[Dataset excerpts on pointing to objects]
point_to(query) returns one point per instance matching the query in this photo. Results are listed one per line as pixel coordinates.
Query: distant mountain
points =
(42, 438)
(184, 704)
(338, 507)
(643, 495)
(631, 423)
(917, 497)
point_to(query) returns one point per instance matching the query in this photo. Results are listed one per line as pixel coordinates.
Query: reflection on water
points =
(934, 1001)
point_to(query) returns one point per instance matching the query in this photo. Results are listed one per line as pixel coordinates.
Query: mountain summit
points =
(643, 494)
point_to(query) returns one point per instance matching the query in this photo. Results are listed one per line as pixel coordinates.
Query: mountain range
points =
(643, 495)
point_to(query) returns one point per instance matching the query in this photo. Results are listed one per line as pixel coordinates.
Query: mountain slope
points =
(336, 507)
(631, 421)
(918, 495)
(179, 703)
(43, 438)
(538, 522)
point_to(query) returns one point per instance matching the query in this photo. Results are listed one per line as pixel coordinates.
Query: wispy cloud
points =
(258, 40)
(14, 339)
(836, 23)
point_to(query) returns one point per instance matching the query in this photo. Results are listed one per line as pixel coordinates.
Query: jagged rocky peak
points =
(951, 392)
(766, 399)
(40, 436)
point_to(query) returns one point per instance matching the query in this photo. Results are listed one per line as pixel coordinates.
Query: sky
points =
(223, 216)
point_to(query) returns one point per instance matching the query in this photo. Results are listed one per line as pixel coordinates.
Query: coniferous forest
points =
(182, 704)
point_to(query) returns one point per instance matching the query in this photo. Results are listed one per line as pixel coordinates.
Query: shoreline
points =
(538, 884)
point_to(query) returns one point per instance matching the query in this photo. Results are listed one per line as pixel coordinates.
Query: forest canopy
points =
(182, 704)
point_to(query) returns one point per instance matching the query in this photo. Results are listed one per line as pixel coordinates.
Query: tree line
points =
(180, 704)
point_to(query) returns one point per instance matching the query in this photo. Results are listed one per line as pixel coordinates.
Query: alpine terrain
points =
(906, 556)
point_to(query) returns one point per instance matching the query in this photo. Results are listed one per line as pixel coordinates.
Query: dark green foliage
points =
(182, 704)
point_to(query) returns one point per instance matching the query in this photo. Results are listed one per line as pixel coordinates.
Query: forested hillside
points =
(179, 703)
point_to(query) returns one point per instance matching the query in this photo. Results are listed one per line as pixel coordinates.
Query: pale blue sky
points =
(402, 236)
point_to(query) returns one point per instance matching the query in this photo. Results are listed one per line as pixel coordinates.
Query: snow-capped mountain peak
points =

WORK TO DO => Render every line of the entries above as a numbered list, skipping any blank lines.

RESPONSE TO THE EXERCISE =>
1. point_to(query) returns one point per instance matching the query in this photo. Results are listed one per line as pixel coordinates.
2. Query: distant mountain
3. points =
4. (42, 438)
5. (184, 704)
6. (338, 507)
7. (643, 495)
8. (631, 423)
9. (917, 497)
10. point_to(query) returns one point per instance matching the query in this photo. Results are listed one per line as pixel coordinates.
11. Query: reflection on water
12. points =
13. (934, 1001)
14. point_to(query) returns one point per instance matching the query in this photo. Results are listed one per line as pixel coordinates.
15. Query: mountain summit
16. points =
17. (643, 494)
18. point_to(query) returns one point per instance matching the query in this photo. Results are listed one per line as pixel coordinates.
19. Query: mountain range
20. points =
21. (643, 495)
22. point_to(query) returns one point per instance matching the query in this photo. Results are listed one per line as pixel coordinates.
23. Query: mountain slope
24. points =
25. (336, 507)
26. (631, 421)
27. (918, 495)
28. (179, 703)
29. (43, 438)
30. (538, 522)
31. point_to(query) returns one point per instance matching the query in this photo. Results are listed one per line as pixel coordinates.
32. Query: wispy cloud
33. points =
34. (258, 40)
35. (14, 339)
36. (836, 23)
37. point_to(query) returns one point per instance matching the query in this photo. Results are listed one per line as pixel coordinates.
38. Query: jagged rocky peak
39. points =
40. (951, 392)
41. (766, 399)
42. (40, 436)
43. point_to(query) returns one point per instance matching the query in this photo. Results are listed one per line as pixel coordinates.
44. Query: sky
45. points =
46. (223, 216)
47. point_to(query) returns one point per instance matching the query in this photo. Results are listed one per line as pixel coordinates.
48. Query: coniferous forest
49. points =
50. (182, 704)
51. point_to(query) returns one point per instance matching the query in this photo. Results are listed one per line as pixel coordinates.
52. Query: shoreline
53. points =
54. (538, 884)
55. point_to(query) returns one point per instance matching the query in this photo. Results are listed one per line as pixel coordinates.
56. Query: forest canopy
57. points =
58. (182, 704)
59. point_to(query) returns one point per instance matching the query in this photo. Results are listed one per line as pixel coordinates.
60. Query: tree line
61. points =
62. (180, 704)
63. point_to(query) returns one point per instance matching the query in this photo. Results are listed one per line as pixel coordinates.
64. Query: alpine terrain
65. points =
66. (906, 556)
67. point_to(query) returns one point per instance matching the query in this photo. Results are listed one per line as pixel coordinates.
68. Query: dark green foliage
69. points =
70. (182, 704)
71. point_to(query) returns one point per instance matching the query in this photo. Results are listed one per line as pixel coordinates.
72. Query: forested hillside
73. points =
74. (179, 703)
75. point_to(query) returns one point per instance matching the query in this photo. Results are listed one per line as pixel coordinates.
76. Query: pale blue sky
77. points =
78. (402, 236)
79. point_to(query) returns one point per instance matching the query in this photo. Results are listed one per line as pixel coordinates.
80. Query: snow-capped mountain peak
81. points =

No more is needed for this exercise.